Direction:
In the items below, rewrite everything from the line containing "For every instance of the white" down to the end, requests included. Shift each coordinate in the answers by adding 98.

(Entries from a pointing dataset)

━━━━━━━━━━

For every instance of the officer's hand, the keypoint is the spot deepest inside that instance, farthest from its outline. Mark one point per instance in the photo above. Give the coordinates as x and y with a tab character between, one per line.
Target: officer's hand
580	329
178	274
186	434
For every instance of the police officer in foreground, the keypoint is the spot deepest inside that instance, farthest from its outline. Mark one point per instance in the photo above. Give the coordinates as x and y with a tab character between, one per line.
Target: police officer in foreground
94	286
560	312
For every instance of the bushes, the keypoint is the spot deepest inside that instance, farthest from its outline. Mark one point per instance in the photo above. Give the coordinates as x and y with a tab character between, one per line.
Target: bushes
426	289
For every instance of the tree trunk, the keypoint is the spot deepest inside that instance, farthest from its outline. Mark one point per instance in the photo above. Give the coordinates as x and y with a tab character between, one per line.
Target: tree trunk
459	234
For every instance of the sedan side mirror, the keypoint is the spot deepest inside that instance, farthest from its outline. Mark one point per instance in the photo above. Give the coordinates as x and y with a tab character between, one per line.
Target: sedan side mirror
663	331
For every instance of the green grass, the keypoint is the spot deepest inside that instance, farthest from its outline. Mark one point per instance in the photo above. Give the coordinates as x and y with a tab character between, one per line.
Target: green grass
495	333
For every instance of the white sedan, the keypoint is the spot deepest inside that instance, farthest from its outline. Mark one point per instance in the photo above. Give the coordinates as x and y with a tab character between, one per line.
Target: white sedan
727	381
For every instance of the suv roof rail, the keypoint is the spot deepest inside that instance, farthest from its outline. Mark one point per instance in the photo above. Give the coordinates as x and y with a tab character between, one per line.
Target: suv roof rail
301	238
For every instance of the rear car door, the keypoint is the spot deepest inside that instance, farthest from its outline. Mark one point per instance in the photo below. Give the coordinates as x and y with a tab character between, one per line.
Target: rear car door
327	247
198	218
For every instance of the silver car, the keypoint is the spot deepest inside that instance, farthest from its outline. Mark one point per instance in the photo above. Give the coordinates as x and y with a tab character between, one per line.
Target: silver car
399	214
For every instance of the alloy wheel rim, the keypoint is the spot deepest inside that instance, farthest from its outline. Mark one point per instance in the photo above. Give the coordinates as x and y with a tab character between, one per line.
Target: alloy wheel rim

━━━━━━━━━━

Output of the task:
For every instance of the white sedan, the keypoint is the spot deepest inside that instance, farthest from its outline. Mark one point per instance in the photo above. Give the coordinates as x and y with a tab character between, one per line.
Target: white sedan
825	479
For every instance of the suv roof rail, the keypoint is the spot deepest inside that instance, farthest from its outline. Mark one point per instance in the photo above. Give the coordinates as x and y with a tab character between, one per line.
Target: suv roof rail
399	336
For every instance of the rear car door, the keypoint is the spot deepest inside that instance, farthest from its outline. Mark one point per instance in the photo below. Give the coordinates as x and y with a tab character between, one per line.
Target: rear car door
425	345
296	316
For every instance of the silver car, the keypoint is the spot deepest inside that instance, farthest from its outline. Mark one point per instance in the photo above. Give the coordinates as x and y with a tab character between, one per line.
Target: silver car
497	312
For every instance of the alloy wheel rim, the keypoint is the spot deepest inside that instance, farthest from its outline. Mark one point per instance in the photo above. Give the coordinates as x and y with a tab character between, one per line.
Target: alloy wheel rim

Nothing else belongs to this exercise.